Usama Saleem

Software Engineer + UX Designer

Cutting Query Response Time by 75% with LLMs

During my time as an AI Research Engineer at the Data Driven Analysis Lab at Concordia University, I built an LLM-powered chatbot that lets users chat with their codebases. The project, now live at askgit.io, needed a complete rethink of how we ingested data. If it's not up anymore, the YouTube video is still around: https://www.youtube.com/watch?v=4lNj4ptWDos

The Problem

Large codebases are painful to navigate. Finding patterns, understanding architecture, tracing how a function gets used across hundreds of repos — traditional search tools just don't cut it. They're pattern matching, not reasoning.

The Solution: A Smarter Ingestion Pipeline

Instead of indexing every file indiscriminately, I built a pipeline that parses ASTs to pull out meaningful chunks, groups related code so context stays intact, and stores vector embeddings that capture actual semantic meaning.

The impact: query response time dropped 75%, ingestion got 95% faster, and the system handled 1,000+ repositories at once.
++++++++++++++++++++
_Exercise requirements_.
[1] According to the askgit.io chatbot write-up, how many repositories could the system handle at once?
[2] From the askgit.io chatbot write-up, copy word for word the passage from "Large codebases are" up to and including "actual semantic meaning.".
You won't need the listing for any of this.

_Records shown_.
++++++++++++++++++++
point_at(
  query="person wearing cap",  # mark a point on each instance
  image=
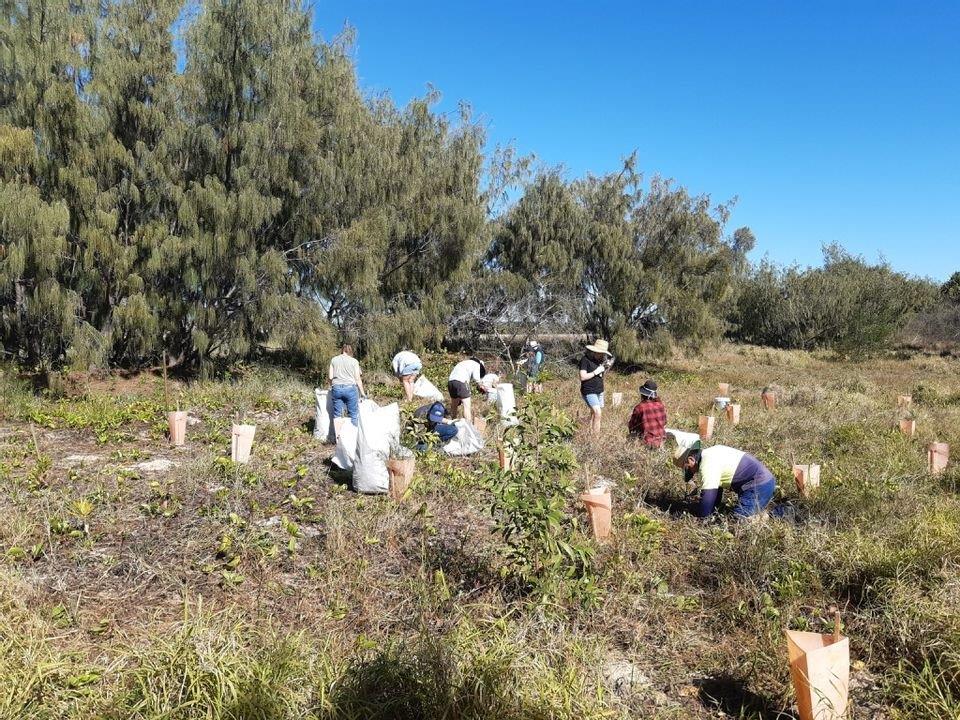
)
(594, 363)
(533, 364)
(649, 418)
(726, 468)
(438, 421)
(458, 385)
(406, 366)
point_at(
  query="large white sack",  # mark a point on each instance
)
(379, 431)
(346, 452)
(323, 423)
(467, 441)
(507, 403)
(345, 455)
(425, 389)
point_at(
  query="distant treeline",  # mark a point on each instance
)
(214, 184)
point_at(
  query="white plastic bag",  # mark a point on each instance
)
(379, 431)
(507, 404)
(346, 452)
(425, 389)
(467, 441)
(323, 423)
(684, 439)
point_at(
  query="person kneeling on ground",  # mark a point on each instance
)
(458, 385)
(721, 467)
(406, 366)
(594, 363)
(438, 421)
(649, 417)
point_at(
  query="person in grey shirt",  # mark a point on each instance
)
(346, 385)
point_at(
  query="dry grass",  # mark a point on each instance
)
(271, 590)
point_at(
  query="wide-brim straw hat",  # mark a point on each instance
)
(600, 346)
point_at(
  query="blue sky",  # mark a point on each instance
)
(830, 121)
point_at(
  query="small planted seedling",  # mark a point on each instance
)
(807, 478)
(599, 510)
(733, 413)
(241, 442)
(400, 466)
(820, 670)
(705, 426)
(908, 427)
(769, 398)
(938, 457)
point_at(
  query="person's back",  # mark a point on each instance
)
(344, 370)
(649, 421)
(649, 418)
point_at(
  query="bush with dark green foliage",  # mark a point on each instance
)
(847, 305)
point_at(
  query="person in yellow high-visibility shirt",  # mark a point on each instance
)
(721, 468)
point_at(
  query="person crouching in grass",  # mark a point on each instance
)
(720, 468)
(649, 418)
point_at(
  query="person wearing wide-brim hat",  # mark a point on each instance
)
(720, 468)
(594, 363)
(648, 421)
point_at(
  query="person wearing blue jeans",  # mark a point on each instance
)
(346, 386)
(721, 467)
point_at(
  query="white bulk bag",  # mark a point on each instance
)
(507, 403)
(467, 441)
(323, 423)
(346, 452)
(425, 389)
(379, 431)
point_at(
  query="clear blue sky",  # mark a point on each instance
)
(830, 121)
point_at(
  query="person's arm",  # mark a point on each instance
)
(363, 393)
(586, 374)
(708, 502)
(636, 421)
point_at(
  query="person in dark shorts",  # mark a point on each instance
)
(463, 374)
(594, 363)
(721, 468)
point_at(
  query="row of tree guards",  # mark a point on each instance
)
(819, 663)
(241, 435)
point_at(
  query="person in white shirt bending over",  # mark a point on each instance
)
(406, 366)
(458, 385)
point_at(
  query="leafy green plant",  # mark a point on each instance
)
(544, 552)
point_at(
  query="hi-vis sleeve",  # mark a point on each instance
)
(717, 466)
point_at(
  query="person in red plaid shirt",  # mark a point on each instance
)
(649, 417)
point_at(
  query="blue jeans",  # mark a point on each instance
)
(754, 501)
(346, 397)
(751, 501)
(445, 432)
(594, 400)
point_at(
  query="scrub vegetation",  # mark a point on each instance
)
(207, 180)
(197, 588)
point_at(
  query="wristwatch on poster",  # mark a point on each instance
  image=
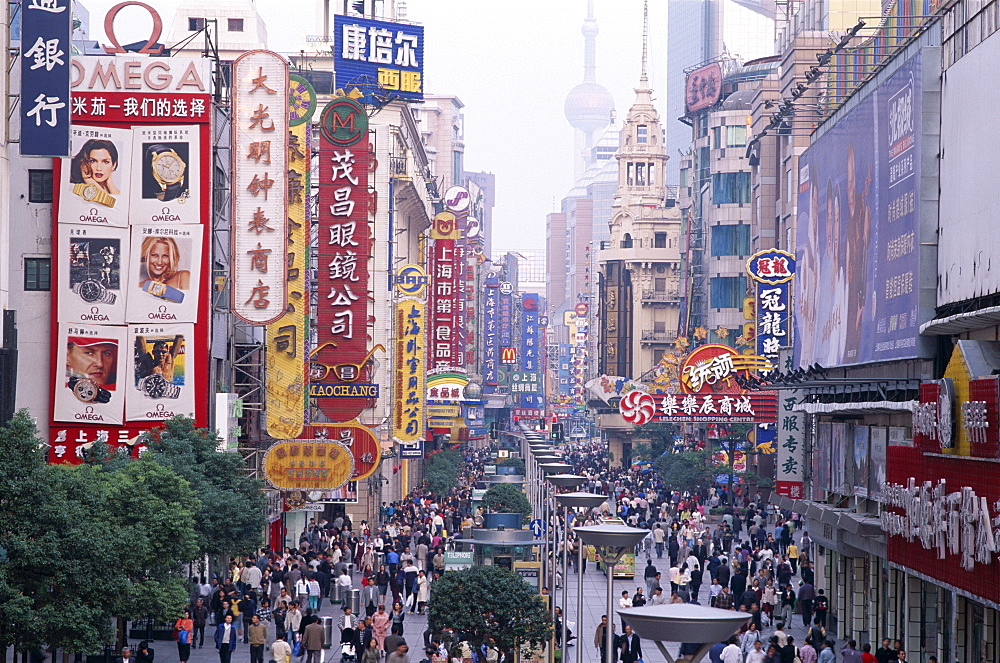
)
(163, 291)
(87, 391)
(94, 194)
(168, 171)
(94, 291)
(156, 386)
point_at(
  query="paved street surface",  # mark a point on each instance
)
(594, 598)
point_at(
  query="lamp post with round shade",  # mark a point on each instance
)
(611, 541)
(563, 481)
(577, 501)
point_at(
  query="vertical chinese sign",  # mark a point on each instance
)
(130, 332)
(260, 165)
(286, 337)
(772, 271)
(344, 246)
(46, 47)
(530, 352)
(444, 317)
(491, 332)
(410, 380)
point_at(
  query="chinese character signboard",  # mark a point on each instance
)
(411, 370)
(318, 464)
(638, 407)
(130, 319)
(390, 53)
(260, 165)
(491, 332)
(703, 87)
(286, 337)
(772, 270)
(444, 296)
(45, 77)
(344, 249)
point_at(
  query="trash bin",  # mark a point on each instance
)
(328, 626)
(355, 601)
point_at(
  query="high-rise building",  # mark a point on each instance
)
(589, 106)
(700, 31)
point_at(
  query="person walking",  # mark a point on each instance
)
(380, 625)
(312, 642)
(184, 628)
(226, 639)
(630, 645)
(258, 638)
(281, 651)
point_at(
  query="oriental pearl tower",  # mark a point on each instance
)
(589, 105)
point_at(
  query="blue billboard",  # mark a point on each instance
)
(368, 52)
(858, 245)
(45, 67)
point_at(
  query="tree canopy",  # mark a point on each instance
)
(506, 498)
(490, 601)
(441, 471)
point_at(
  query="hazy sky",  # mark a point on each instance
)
(511, 69)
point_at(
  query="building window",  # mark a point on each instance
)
(39, 186)
(38, 274)
(736, 136)
(730, 188)
(728, 291)
(731, 240)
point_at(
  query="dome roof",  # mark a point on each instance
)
(588, 106)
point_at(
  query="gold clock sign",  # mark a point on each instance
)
(308, 465)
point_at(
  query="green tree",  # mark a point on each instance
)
(506, 498)
(231, 517)
(82, 544)
(513, 462)
(686, 471)
(490, 601)
(441, 471)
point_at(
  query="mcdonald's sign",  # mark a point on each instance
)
(508, 356)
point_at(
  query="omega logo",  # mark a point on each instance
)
(109, 29)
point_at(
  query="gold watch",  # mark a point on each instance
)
(168, 171)
(94, 194)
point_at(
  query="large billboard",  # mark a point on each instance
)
(131, 321)
(367, 51)
(858, 296)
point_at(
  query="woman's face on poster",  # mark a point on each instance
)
(101, 165)
(158, 263)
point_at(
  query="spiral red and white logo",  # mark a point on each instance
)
(637, 407)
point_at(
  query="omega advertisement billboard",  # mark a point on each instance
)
(130, 327)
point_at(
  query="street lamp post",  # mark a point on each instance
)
(614, 541)
(580, 500)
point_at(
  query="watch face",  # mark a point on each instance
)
(91, 291)
(154, 386)
(168, 167)
(85, 390)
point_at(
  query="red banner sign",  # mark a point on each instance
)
(344, 248)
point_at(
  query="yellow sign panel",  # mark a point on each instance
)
(286, 359)
(411, 370)
(308, 465)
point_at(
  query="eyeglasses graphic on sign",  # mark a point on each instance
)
(319, 371)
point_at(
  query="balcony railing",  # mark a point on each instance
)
(659, 296)
(649, 336)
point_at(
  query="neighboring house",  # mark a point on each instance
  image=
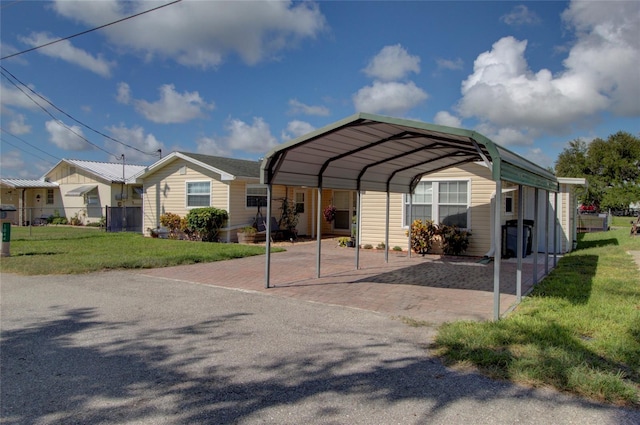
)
(464, 196)
(182, 181)
(74, 188)
(30, 198)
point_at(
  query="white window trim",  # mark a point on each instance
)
(436, 205)
(246, 194)
(186, 193)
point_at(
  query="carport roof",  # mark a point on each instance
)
(378, 153)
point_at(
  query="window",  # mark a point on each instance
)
(256, 195)
(198, 194)
(136, 192)
(450, 207)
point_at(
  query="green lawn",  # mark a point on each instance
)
(579, 330)
(65, 250)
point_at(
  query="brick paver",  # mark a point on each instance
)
(430, 288)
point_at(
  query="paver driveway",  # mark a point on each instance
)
(424, 288)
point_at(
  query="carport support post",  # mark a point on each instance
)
(386, 231)
(546, 233)
(358, 237)
(520, 240)
(410, 195)
(267, 270)
(535, 237)
(497, 236)
(319, 231)
(555, 229)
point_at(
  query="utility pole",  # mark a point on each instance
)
(124, 202)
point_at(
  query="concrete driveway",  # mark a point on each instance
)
(127, 348)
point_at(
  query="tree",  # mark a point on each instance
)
(611, 167)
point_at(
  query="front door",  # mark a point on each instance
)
(300, 197)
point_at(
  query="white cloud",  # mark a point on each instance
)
(601, 74)
(66, 51)
(11, 96)
(388, 97)
(248, 138)
(137, 138)
(173, 107)
(295, 129)
(255, 138)
(11, 163)
(453, 65)
(392, 63)
(538, 157)
(66, 139)
(445, 118)
(296, 107)
(607, 52)
(124, 93)
(520, 15)
(212, 146)
(202, 33)
(17, 125)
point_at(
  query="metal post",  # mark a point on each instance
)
(267, 271)
(319, 232)
(358, 236)
(555, 229)
(386, 231)
(410, 195)
(497, 235)
(535, 238)
(546, 233)
(520, 240)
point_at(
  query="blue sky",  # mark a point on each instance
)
(238, 78)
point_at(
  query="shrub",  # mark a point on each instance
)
(205, 223)
(422, 236)
(455, 241)
(174, 223)
(56, 218)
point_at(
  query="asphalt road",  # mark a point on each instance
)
(121, 348)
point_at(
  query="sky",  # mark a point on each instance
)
(237, 78)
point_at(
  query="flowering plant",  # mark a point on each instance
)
(329, 213)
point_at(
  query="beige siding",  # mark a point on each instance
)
(482, 188)
(165, 191)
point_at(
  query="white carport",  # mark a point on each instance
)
(376, 153)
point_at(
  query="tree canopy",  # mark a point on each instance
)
(611, 167)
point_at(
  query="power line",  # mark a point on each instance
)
(72, 118)
(27, 143)
(57, 121)
(25, 151)
(88, 31)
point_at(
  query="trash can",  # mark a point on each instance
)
(510, 238)
(7, 215)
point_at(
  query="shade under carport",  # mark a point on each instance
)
(81, 190)
(367, 152)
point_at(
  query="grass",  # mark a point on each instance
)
(72, 250)
(578, 331)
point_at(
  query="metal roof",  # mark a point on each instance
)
(110, 171)
(27, 184)
(378, 153)
(81, 190)
(228, 168)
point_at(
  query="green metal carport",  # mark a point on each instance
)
(377, 153)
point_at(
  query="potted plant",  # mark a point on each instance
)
(247, 234)
(329, 213)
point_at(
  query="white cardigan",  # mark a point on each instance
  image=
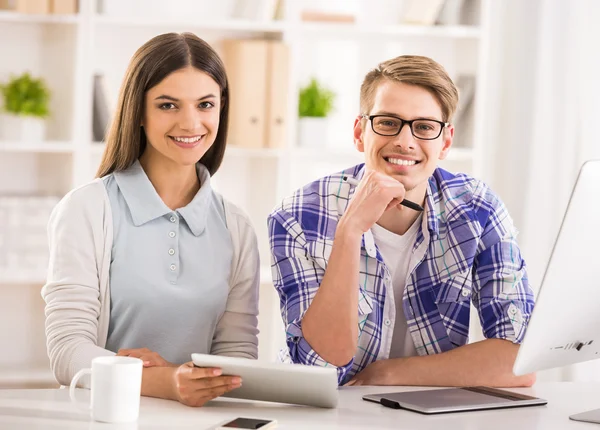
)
(77, 292)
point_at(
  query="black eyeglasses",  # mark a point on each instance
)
(424, 129)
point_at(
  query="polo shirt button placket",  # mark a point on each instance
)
(173, 268)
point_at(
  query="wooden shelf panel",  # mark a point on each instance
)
(61, 147)
(226, 25)
(8, 16)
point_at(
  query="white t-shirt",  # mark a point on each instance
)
(397, 254)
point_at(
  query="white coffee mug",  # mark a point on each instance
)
(116, 388)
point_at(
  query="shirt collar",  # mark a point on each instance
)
(146, 205)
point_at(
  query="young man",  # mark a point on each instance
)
(383, 291)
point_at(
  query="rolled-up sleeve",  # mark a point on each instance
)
(296, 276)
(502, 296)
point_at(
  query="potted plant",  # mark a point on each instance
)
(315, 103)
(25, 109)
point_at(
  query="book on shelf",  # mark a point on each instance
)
(257, 71)
(258, 10)
(26, 6)
(321, 16)
(421, 12)
(101, 109)
(463, 118)
(459, 12)
(63, 7)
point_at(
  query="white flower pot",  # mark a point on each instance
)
(22, 128)
(313, 132)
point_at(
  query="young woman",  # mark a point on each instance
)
(147, 260)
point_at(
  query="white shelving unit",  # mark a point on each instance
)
(68, 50)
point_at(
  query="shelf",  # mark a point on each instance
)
(222, 25)
(453, 32)
(460, 154)
(60, 147)
(8, 16)
(324, 152)
(236, 151)
(29, 377)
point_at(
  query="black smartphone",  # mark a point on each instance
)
(248, 423)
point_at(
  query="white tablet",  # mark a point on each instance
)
(277, 382)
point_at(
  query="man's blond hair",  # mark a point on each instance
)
(414, 70)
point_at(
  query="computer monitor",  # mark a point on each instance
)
(565, 324)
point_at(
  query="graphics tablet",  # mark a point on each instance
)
(454, 400)
(277, 382)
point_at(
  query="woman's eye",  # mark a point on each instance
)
(166, 106)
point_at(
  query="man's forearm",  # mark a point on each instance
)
(330, 324)
(487, 363)
(159, 382)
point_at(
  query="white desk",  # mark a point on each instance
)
(51, 409)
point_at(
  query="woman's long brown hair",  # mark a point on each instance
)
(154, 61)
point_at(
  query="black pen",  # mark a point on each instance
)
(407, 203)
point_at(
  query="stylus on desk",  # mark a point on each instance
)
(407, 203)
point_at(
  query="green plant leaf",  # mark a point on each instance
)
(26, 96)
(315, 100)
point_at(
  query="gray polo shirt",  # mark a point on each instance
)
(169, 272)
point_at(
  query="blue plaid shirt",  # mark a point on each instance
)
(471, 256)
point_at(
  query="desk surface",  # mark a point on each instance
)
(51, 409)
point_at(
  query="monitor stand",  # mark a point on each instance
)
(588, 417)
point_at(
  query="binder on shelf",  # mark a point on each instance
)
(278, 60)
(463, 118)
(101, 109)
(32, 6)
(261, 10)
(421, 12)
(450, 13)
(63, 7)
(246, 65)
(320, 16)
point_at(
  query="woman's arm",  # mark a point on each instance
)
(72, 290)
(236, 333)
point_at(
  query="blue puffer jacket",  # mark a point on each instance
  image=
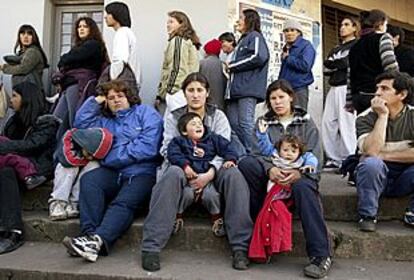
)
(249, 67)
(137, 136)
(297, 66)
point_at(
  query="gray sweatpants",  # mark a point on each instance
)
(210, 199)
(165, 201)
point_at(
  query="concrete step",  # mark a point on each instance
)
(48, 261)
(392, 241)
(339, 200)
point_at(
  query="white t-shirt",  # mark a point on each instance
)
(125, 50)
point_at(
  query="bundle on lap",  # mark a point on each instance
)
(193, 151)
(76, 155)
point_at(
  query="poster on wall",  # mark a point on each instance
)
(272, 20)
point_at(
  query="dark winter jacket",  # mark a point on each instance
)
(30, 67)
(181, 151)
(336, 65)
(137, 135)
(249, 67)
(37, 143)
(296, 68)
(88, 55)
(302, 126)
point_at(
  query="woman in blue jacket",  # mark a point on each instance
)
(298, 58)
(248, 77)
(111, 194)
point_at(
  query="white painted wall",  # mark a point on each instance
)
(149, 18)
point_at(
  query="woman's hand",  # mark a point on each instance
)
(202, 180)
(100, 99)
(190, 173)
(276, 174)
(291, 176)
(229, 164)
(263, 125)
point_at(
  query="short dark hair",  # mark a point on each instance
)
(120, 13)
(184, 120)
(294, 140)
(228, 37)
(195, 77)
(252, 20)
(119, 86)
(396, 30)
(372, 19)
(282, 85)
(401, 82)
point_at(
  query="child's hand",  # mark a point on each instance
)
(263, 125)
(198, 152)
(190, 173)
(307, 169)
(229, 164)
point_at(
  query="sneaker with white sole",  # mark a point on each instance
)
(72, 210)
(57, 210)
(318, 267)
(87, 246)
(409, 218)
(218, 228)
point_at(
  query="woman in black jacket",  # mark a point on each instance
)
(81, 66)
(31, 134)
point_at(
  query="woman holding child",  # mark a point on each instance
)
(281, 119)
(111, 194)
(168, 191)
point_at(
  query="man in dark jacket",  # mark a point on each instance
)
(298, 58)
(403, 53)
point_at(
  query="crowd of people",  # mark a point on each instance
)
(109, 155)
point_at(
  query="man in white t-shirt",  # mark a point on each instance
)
(124, 44)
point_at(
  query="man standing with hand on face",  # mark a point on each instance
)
(385, 138)
(298, 58)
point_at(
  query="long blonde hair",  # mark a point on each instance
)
(185, 30)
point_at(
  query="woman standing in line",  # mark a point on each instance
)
(248, 77)
(30, 59)
(180, 59)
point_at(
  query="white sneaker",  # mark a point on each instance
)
(72, 210)
(57, 210)
(87, 246)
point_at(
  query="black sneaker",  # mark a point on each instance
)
(34, 181)
(87, 246)
(178, 225)
(218, 228)
(409, 218)
(150, 261)
(240, 260)
(10, 242)
(318, 267)
(368, 224)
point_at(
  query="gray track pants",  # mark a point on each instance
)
(165, 201)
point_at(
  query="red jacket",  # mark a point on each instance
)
(273, 228)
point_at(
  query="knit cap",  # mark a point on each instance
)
(213, 47)
(96, 141)
(120, 12)
(292, 24)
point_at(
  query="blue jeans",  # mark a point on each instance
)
(108, 203)
(375, 177)
(240, 113)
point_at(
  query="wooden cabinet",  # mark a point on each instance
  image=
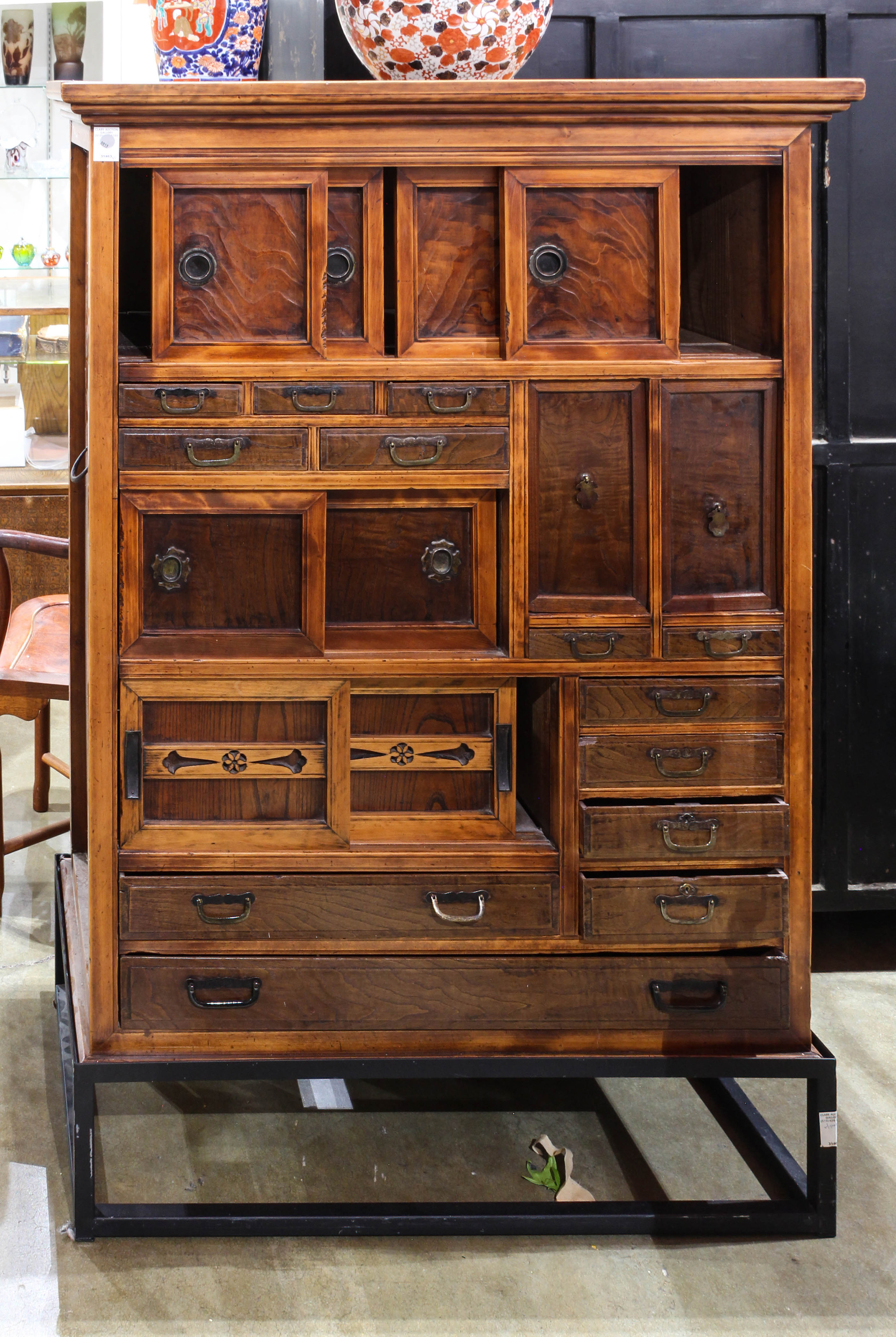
++++++++++++++++++++
_Expected outputs_.
[1] More than 1,000 repositories.

[2]
Large codebases are painful to navigate. Finding patterns, understanding architecture, tracing how a function gets used across hundreds of repos — traditional search tools just don't cut it. They're pattern matching, not reasoning.

The Solution: A Smarter Ingestion Pipeline

Instead of indexing every file indiscriminately, I built a pipeline that parses ASTs to pull out meaningful chunks, groups related code so context stays intact, and stores vector embeddings that capture actual semantic meaning.